> _PROMPT 1_: In the forum reply about scp transfer speeds, which instruction set does GELI use?
> _PROMPT 2_: Decide whether each statement agrees with the forum reply about scp transfer speeds, answering yes or no and quoting the words that settle it: (a) scp was designed to be fast. (b) rsync can be used without SSH tunnels. (c) The writer has seen scp reach 50MB/sec with a Xeon E1230-v2.

PROVIDED PASSAGE below:

1. Your dd speeds look just about what I'd expect.
2. I don't consider your scp benchmarks to really mean much of anything (sorry). scp was never meant to be fast. It was meant to be secure through SSH, and that encryption has overhead. scp is also very sensitive to latency. A small amount of latency translates to a crapload of lost throughput. Also rsync doesn't *have* to run through SSH tunnels, you could do rsync modules. That will likely be faster, but lacks the security which you may or may not care about. I know when I've copied files over scp, even when using my Xeon E1230-v2, I don't think I've ever seen 50MB/sec. So I tend to think that the scp throughput is just crappy slow. Also see the next bullet.
3. I'm not convinced we are talking apples-to-apples when you compare the Mini to the old server. The way FreeNAS handles the scp connections, the bits of encryption and type of encryption, and other factors likely make this an apples-to-oranges comparison. Now I agree that ultimately the choices of encryption and other factors matter less to you than "I used system A for X and I want to use system B for X but it is slower" but I don't think that's a fair comparison in the bigger picture. FreeNAS' devs have already chosen the type of encryption, the number of bits for encryption, and other factors for you. They may be conservatively choosing something that is almost unhackable while your FreeBSD 9.3 system may have very low bits of encryption or uses a type of encryption that is not secure (read: not CPU intensive).
4. GELI uses the AES-NI instruction set. Unless yours is disabled in the BIOS, GELI's performance penalty should be nearly non-existent.

What you might want to do is look at top and see what your CPU usage is doing during an scp transfer (or better yet during an rsync transfer). That will give some hints about whether you are CPU limited or not.

End of PROVIDED PASSAGE.
RECORDS below:

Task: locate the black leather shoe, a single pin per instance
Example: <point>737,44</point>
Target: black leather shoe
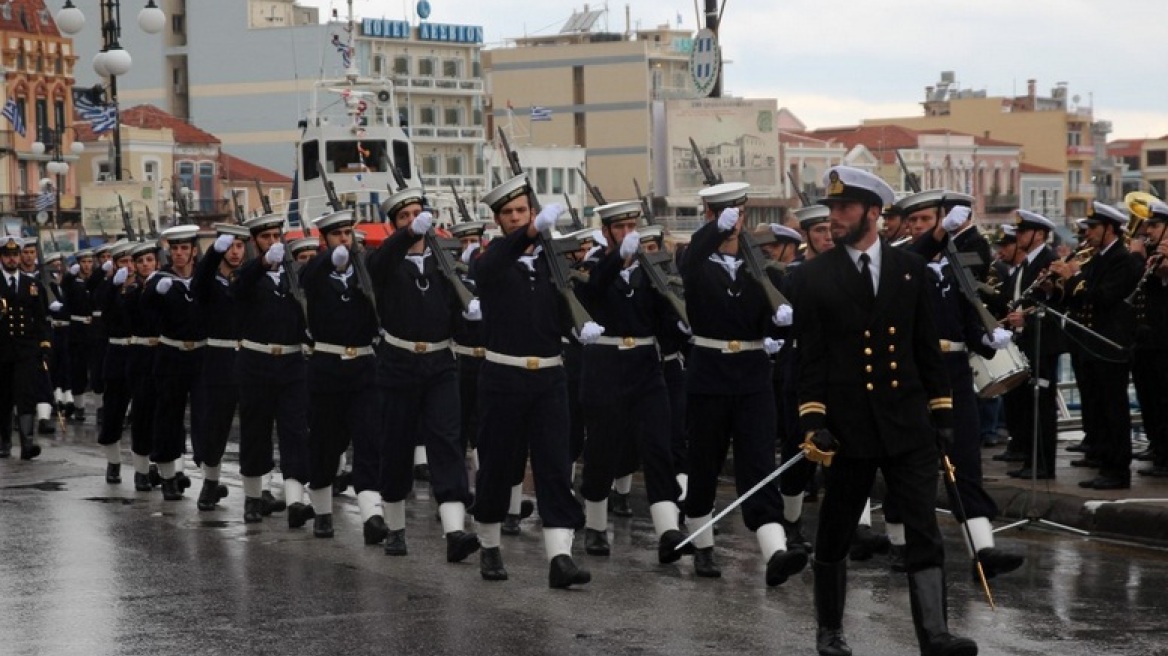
<point>395,543</point>
<point>667,546</point>
<point>252,510</point>
<point>375,530</point>
<point>460,545</point>
<point>171,490</point>
<point>704,565</point>
<point>563,573</point>
<point>299,515</point>
<point>270,503</point>
<point>491,565</point>
<point>996,560</point>
<point>618,504</point>
<point>596,543</point>
<point>783,565</point>
<point>322,525</point>
<point>829,642</point>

End of RECORDS.

> _ANSWER SECTION 1_: GELI uses the AES-NI instruction set.

> _ANSWER SECTION 2_:
(a) No: "scp was never meant to be fast."
(b) Yes: "rsync doesn't *have* to run through SSH tunnels, you could do rsync modules."
(c) No: "I don't think I've ever seen 50MB/sec."